Show every line of the data below that contains the word "black", matching case exactly.

→ Material supplied:
---------------

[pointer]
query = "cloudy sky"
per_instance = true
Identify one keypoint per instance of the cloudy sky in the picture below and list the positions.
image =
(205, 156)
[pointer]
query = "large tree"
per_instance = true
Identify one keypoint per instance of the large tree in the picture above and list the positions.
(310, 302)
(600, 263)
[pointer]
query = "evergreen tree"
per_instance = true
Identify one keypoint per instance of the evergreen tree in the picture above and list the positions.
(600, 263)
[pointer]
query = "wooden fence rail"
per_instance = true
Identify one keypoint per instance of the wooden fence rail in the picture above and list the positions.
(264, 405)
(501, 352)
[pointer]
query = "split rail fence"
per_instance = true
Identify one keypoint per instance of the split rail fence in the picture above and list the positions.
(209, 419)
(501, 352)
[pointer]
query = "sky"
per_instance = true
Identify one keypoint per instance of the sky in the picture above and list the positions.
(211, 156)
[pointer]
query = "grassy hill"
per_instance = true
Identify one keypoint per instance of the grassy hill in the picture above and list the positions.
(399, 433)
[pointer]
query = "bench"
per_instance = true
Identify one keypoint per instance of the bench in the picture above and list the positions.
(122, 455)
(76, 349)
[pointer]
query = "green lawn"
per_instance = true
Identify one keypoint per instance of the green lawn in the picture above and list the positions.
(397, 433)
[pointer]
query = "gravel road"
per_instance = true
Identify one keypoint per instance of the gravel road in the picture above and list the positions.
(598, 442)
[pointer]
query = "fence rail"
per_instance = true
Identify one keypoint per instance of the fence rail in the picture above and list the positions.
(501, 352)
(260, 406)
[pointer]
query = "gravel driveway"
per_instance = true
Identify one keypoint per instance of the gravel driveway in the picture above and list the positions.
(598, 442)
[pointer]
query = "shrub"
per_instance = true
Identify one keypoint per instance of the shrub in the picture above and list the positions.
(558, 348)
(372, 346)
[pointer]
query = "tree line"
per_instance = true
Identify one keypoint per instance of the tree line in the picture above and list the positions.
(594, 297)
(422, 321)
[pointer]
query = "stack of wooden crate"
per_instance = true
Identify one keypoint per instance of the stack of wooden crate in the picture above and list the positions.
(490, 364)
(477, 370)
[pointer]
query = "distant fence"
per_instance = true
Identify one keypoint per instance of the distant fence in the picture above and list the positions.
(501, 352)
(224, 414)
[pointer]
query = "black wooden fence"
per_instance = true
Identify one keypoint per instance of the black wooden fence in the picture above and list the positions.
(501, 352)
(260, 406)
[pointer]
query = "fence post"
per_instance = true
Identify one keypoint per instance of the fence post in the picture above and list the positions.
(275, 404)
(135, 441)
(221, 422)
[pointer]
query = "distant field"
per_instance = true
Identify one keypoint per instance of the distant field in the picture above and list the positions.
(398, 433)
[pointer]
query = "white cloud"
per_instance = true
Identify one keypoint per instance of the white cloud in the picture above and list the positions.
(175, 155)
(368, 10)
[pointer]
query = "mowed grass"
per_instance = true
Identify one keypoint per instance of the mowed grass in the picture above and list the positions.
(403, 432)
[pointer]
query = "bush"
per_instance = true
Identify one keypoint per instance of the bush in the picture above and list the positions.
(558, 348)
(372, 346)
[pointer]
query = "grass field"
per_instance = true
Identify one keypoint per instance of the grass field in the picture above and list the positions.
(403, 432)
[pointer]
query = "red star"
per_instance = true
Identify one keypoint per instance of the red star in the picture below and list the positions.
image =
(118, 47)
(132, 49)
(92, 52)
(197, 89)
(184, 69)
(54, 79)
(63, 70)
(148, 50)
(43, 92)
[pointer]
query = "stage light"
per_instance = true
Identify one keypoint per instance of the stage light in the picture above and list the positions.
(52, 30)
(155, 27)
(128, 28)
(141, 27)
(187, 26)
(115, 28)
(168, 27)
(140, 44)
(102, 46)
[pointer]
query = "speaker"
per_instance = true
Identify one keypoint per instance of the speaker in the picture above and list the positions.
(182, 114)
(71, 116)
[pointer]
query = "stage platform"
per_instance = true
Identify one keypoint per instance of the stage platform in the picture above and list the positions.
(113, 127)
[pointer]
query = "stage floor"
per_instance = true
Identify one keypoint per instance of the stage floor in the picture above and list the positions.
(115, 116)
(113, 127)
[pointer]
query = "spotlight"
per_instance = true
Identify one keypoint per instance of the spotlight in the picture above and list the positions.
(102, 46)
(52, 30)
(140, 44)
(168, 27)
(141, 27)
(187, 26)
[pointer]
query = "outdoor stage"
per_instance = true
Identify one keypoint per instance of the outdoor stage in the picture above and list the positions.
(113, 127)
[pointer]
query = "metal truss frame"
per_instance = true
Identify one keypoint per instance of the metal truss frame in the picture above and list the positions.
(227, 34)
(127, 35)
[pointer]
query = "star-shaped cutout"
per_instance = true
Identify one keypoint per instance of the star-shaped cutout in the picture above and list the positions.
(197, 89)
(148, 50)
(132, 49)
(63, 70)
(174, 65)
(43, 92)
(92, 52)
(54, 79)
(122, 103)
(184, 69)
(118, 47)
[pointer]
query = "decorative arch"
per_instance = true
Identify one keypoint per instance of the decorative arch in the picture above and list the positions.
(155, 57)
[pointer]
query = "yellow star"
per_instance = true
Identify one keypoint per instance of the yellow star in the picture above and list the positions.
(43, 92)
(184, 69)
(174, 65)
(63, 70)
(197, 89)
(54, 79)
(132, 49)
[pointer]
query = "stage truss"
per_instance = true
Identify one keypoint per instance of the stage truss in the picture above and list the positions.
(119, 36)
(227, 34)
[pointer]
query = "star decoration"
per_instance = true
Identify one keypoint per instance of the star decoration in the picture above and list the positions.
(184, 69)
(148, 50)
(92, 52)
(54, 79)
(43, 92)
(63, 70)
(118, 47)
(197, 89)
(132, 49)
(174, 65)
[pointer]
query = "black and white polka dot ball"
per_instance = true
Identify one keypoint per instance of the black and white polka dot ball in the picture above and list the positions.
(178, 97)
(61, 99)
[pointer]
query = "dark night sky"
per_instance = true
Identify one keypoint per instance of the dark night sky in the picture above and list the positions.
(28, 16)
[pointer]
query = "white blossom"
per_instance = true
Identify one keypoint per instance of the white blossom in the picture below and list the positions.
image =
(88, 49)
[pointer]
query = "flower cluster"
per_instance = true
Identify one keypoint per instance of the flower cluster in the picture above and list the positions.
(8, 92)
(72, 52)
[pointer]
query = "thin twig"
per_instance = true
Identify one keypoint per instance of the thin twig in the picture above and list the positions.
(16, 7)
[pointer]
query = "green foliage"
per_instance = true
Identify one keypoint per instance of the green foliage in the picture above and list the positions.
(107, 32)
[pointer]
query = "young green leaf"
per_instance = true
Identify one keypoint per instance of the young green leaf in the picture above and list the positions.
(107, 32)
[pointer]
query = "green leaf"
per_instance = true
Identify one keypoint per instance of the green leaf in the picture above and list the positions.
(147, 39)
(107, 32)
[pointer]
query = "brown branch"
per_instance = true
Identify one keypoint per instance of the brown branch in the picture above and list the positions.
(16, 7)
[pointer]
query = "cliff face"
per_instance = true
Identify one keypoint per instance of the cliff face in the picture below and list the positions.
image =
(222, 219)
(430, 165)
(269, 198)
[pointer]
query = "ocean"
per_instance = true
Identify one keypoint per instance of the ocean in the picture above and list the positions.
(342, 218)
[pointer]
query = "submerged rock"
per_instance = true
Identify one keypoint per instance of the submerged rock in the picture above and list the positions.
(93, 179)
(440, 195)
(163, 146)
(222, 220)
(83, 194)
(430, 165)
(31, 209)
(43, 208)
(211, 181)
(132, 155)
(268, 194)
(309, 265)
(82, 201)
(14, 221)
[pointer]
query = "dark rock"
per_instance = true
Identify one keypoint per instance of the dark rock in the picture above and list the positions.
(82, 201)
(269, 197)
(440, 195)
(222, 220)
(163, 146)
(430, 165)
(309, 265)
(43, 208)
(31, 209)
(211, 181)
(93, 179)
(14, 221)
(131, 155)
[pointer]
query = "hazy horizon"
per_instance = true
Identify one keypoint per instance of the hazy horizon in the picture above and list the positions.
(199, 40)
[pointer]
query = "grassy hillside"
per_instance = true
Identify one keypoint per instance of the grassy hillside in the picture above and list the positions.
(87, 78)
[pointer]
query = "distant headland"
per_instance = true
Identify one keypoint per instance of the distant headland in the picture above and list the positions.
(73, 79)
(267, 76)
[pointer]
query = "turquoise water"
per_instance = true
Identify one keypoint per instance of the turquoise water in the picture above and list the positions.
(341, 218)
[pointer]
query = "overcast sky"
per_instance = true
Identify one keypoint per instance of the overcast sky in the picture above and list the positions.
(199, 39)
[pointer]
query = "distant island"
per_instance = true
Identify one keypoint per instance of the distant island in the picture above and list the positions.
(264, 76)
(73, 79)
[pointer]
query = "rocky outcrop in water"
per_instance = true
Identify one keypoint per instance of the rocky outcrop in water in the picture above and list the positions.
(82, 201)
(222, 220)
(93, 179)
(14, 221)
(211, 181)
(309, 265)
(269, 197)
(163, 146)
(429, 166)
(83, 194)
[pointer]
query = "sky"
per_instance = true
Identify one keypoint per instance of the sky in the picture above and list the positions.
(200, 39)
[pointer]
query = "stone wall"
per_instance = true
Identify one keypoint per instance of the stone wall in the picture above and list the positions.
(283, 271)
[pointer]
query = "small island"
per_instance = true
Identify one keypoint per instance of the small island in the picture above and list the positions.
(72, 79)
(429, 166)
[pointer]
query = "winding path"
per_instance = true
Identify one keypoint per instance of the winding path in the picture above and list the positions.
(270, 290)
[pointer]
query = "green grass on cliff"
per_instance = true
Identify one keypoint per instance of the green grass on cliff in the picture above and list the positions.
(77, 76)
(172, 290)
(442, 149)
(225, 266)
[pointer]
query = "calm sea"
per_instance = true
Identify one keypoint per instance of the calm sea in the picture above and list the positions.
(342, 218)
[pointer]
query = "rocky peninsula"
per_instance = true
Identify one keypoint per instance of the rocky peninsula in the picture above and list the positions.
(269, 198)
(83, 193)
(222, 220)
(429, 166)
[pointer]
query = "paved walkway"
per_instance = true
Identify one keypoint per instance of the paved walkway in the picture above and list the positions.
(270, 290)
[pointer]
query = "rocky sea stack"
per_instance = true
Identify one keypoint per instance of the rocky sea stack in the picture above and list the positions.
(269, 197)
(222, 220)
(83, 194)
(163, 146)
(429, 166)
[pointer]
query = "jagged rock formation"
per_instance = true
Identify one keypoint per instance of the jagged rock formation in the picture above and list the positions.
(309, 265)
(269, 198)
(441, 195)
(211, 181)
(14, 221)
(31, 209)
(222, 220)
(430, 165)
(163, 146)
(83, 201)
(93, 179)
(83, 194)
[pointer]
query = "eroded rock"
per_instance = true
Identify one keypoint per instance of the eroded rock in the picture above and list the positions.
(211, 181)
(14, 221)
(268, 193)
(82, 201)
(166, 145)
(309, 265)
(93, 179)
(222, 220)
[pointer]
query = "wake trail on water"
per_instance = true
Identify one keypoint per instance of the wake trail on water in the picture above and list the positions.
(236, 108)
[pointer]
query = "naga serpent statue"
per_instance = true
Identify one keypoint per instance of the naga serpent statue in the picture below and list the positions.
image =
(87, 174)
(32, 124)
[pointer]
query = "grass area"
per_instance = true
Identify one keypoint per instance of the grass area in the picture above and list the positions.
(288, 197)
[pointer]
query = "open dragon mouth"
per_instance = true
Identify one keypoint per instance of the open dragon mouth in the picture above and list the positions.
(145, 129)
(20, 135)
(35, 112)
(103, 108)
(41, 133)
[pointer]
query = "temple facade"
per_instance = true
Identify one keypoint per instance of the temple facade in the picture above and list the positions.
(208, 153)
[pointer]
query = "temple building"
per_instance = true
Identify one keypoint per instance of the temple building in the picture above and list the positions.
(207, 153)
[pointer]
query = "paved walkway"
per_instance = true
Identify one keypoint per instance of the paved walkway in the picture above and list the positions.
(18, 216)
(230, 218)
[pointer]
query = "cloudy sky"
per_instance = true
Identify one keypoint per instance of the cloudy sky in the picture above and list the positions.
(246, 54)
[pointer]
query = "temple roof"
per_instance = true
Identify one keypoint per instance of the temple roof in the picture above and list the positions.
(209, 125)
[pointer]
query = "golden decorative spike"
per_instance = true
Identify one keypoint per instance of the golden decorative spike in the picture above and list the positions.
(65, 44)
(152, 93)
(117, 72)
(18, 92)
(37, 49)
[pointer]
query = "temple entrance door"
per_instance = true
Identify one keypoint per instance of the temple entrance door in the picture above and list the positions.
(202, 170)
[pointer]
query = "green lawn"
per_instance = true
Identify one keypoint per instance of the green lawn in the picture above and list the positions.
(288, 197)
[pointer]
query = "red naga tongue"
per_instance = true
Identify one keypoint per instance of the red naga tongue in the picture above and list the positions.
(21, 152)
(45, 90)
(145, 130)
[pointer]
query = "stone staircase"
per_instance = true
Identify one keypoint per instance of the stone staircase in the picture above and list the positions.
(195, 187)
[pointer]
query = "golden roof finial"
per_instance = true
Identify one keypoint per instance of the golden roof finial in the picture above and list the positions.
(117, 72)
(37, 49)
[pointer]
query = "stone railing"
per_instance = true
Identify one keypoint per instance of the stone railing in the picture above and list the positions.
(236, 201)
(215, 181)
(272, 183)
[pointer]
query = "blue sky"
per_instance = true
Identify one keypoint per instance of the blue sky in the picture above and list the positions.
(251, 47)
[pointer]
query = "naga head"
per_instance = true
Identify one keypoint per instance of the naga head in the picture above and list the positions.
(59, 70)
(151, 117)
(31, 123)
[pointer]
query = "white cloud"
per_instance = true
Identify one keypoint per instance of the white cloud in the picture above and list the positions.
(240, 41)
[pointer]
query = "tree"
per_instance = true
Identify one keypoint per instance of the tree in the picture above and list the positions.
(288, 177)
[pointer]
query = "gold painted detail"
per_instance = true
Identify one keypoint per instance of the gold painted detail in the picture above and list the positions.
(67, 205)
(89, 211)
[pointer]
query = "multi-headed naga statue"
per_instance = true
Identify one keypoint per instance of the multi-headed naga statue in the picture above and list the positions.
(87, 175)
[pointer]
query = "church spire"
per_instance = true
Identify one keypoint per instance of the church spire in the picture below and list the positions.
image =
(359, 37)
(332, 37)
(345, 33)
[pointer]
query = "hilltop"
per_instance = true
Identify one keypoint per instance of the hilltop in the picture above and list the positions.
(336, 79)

---------------

→ Written answer:
query = "black wooden fence"
Identify one keypoint per instance of the black wooden fence in the picture above and list the positions.
query = "black and white polka dot ball"
Identify one keypoint per instance of the black and white polka dot ball in the picture above and list the positions.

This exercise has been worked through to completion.